*** DATA TO USE ***

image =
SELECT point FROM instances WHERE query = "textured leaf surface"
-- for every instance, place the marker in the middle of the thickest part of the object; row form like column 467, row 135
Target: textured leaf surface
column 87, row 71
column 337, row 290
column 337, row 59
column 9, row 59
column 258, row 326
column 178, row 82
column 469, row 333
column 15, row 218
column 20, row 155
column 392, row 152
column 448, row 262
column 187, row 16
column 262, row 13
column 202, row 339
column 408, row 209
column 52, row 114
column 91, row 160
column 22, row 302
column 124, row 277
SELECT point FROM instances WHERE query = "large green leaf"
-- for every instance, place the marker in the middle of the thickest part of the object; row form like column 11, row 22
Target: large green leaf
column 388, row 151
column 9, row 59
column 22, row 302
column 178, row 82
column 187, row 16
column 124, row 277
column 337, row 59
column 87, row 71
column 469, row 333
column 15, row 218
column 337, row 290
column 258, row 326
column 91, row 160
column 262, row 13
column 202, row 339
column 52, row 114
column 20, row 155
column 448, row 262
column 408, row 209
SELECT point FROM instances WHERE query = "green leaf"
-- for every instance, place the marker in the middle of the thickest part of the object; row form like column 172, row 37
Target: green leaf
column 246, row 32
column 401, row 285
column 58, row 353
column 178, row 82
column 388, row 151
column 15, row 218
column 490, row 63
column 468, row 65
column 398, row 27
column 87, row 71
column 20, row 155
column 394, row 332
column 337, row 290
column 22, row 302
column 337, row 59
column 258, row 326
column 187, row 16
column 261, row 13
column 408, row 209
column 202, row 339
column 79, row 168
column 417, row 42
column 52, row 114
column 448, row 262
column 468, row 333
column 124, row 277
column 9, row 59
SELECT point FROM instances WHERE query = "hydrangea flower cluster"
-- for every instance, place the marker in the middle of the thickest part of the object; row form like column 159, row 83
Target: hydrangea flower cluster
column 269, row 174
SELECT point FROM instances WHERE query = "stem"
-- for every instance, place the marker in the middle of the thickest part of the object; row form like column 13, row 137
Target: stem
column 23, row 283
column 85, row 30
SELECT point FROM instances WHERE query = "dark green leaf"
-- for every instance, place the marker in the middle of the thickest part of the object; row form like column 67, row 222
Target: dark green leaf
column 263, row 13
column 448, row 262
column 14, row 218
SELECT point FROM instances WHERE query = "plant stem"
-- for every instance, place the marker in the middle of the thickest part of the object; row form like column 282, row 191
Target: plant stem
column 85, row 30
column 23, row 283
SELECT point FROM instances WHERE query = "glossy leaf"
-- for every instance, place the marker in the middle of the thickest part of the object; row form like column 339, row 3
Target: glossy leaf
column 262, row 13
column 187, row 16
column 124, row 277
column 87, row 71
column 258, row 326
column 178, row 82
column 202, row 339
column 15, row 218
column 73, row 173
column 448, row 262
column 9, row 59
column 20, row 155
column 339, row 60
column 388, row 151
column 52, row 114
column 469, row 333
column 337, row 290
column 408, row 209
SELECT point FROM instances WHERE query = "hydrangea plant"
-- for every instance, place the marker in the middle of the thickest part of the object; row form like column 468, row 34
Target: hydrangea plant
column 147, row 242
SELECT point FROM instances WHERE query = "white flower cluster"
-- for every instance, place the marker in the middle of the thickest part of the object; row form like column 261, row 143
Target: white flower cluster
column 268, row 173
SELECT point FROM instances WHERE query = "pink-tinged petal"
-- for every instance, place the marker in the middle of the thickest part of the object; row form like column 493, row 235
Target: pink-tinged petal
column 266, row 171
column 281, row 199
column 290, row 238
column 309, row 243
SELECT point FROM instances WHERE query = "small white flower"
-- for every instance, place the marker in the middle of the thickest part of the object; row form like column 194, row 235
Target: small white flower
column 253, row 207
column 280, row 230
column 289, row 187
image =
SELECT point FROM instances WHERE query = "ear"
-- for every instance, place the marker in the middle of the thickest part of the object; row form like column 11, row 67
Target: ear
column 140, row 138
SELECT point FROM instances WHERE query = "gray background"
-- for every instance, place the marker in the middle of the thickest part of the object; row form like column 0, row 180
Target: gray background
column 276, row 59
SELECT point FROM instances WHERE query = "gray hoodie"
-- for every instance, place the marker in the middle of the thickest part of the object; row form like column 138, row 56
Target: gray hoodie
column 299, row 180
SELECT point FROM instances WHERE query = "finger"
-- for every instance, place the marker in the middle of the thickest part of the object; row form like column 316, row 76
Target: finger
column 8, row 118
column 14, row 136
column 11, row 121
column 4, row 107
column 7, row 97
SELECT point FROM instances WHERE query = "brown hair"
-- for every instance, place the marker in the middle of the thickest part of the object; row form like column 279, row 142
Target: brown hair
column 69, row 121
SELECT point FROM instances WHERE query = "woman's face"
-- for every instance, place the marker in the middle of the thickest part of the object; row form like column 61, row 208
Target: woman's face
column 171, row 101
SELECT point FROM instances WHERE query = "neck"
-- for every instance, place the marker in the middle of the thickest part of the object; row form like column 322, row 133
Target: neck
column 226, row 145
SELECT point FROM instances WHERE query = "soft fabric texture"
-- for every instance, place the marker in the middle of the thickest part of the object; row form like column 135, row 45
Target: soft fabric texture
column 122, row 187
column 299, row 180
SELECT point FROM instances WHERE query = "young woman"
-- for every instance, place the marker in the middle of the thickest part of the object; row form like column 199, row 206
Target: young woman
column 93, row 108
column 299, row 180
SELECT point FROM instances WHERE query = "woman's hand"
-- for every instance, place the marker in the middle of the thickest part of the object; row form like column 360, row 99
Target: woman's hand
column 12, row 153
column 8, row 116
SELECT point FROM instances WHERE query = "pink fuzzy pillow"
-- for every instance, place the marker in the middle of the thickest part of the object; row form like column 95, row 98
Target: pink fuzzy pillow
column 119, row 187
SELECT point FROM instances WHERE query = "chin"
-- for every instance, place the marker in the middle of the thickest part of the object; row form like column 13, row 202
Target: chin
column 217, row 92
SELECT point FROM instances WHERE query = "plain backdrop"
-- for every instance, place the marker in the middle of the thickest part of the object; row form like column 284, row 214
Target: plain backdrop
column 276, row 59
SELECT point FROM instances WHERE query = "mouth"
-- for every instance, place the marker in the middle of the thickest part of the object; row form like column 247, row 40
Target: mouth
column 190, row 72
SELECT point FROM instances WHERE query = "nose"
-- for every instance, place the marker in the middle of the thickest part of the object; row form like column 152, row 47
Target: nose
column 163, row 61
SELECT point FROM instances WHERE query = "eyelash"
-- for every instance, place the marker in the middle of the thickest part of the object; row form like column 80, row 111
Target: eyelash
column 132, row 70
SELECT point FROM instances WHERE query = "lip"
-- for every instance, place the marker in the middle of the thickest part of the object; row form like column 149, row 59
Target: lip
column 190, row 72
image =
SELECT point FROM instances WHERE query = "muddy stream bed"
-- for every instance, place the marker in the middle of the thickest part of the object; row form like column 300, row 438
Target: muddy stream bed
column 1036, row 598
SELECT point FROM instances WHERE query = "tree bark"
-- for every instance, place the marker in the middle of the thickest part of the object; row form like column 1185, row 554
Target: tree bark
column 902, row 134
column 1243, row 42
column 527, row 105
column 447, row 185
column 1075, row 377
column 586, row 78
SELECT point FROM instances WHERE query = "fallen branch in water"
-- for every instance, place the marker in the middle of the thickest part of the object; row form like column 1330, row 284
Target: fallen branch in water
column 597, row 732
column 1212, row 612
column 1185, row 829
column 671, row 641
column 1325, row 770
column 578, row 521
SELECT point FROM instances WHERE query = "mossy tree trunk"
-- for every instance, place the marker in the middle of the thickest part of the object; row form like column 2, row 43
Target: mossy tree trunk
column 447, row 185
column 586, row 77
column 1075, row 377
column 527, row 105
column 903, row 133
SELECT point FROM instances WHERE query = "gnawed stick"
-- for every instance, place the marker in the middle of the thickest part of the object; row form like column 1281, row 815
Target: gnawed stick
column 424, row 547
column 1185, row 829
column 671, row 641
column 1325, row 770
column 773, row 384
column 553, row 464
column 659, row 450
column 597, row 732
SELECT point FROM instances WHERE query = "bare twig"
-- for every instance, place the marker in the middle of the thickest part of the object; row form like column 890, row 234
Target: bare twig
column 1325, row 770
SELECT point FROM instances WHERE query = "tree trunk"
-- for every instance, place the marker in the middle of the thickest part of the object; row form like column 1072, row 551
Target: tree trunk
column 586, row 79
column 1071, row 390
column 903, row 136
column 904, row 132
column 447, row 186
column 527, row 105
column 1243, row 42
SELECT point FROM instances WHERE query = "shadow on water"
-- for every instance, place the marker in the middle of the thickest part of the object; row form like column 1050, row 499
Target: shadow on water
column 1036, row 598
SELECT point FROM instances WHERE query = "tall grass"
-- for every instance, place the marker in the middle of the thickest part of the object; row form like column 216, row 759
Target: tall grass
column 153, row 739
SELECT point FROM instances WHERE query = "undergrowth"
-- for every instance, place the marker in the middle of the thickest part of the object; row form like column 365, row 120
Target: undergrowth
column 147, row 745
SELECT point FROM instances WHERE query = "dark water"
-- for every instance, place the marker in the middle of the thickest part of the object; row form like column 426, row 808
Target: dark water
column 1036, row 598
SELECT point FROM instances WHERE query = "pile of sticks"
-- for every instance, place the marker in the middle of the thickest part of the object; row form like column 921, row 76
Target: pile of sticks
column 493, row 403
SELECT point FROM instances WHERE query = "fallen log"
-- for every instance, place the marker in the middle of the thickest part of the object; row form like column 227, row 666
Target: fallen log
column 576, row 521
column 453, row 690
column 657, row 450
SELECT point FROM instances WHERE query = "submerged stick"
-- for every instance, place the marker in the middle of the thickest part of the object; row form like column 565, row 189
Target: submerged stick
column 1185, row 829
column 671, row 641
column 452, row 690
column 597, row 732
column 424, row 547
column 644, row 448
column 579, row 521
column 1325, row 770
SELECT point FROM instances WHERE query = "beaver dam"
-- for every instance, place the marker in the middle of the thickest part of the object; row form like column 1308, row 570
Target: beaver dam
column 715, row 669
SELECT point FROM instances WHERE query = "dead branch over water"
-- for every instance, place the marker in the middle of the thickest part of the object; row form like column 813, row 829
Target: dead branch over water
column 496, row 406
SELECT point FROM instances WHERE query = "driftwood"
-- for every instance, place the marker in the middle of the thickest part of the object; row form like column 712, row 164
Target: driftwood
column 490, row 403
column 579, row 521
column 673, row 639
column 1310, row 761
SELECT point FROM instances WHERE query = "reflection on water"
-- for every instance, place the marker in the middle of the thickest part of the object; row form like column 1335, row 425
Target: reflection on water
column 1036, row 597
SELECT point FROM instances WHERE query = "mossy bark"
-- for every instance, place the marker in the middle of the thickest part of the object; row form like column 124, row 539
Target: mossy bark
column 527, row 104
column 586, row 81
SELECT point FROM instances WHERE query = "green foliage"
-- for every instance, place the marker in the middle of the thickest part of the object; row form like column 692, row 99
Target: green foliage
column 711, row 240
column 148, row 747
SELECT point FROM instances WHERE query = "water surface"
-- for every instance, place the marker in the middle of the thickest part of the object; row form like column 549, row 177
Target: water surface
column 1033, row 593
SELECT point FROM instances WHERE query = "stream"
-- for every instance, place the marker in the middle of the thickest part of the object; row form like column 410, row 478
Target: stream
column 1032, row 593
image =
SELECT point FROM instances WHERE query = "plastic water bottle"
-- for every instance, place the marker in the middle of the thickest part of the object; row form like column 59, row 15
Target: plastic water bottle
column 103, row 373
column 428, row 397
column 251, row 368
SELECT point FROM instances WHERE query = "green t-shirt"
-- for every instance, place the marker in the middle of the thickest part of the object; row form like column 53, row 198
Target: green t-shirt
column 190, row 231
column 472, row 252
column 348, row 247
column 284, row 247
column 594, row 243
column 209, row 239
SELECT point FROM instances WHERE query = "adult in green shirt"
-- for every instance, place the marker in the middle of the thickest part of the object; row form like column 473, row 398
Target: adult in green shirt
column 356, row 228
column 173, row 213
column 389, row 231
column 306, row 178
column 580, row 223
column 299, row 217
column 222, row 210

*** End of DATA TO USE ***

# ASSIGNMENT:
Set down exactly what runs from the line containing "Target: driftwood" through the last line above, both lines included.

# TASK ANSWER:
Target: driftwood
column 490, row 403
column 579, row 521
column 673, row 639
column 1310, row 761
SELECT point FROM instances WHERE query = "reflection on water"
-- for every instance, place the marker in the middle of the thickest part of the object; row form like column 1335, row 425
Target: reflection on water
column 1036, row 597
SELECT point FROM instances WHERE query = "mossy bark"
-- for every instance, place the marker in the middle of the thickest part of the object; row form like column 124, row 539
Target: mossy bark
column 527, row 104
column 586, row 81
SELECT point FROM instances WHERE query = "green foliage"
-- for every instance, place the marker in the middle of the thickest part of the object; row form like column 692, row 99
Target: green foliage
column 711, row 240
column 148, row 747
SELECT point FROM instances WHERE query = "water surface"
-- for every instance, place the marker in the middle of the thickest part of the object; row form like column 549, row 177
Target: water surface
column 1033, row 593
SELECT point FROM instances WHERE query = "stream"
-- for every instance, place the marker in the middle of the thickest part of the object; row form like column 410, row 478
Target: stream
column 1032, row 593
image =
SELECT point FROM instances WHERE query = "plastic water bottle"
-- for every instance, place the marker in the middle of the thickest part of the object; row form like column 59, row 15
Target: plastic water bottle
column 103, row 373
column 428, row 397
column 251, row 368
SELECT point FROM instances WHERE query = "green t-shirt"
-- for every instance, place the marker in the middle of the thickest part of the object; row form like column 53, row 198
Target: green t-shirt
column 190, row 231
column 472, row 252
column 348, row 247
column 284, row 247
column 594, row 243
column 209, row 239
SELECT point FROM instances WHERE query = "adult in green shirt"
-- for every instance, place the marker in the middle of the thickest part of the object; row form like column 473, row 398
Target: adult in green shirt
column 356, row 228
column 173, row 213
column 389, row 231
column 306, row 178
column 580, row 223
column 299, row 217
column 222, row 210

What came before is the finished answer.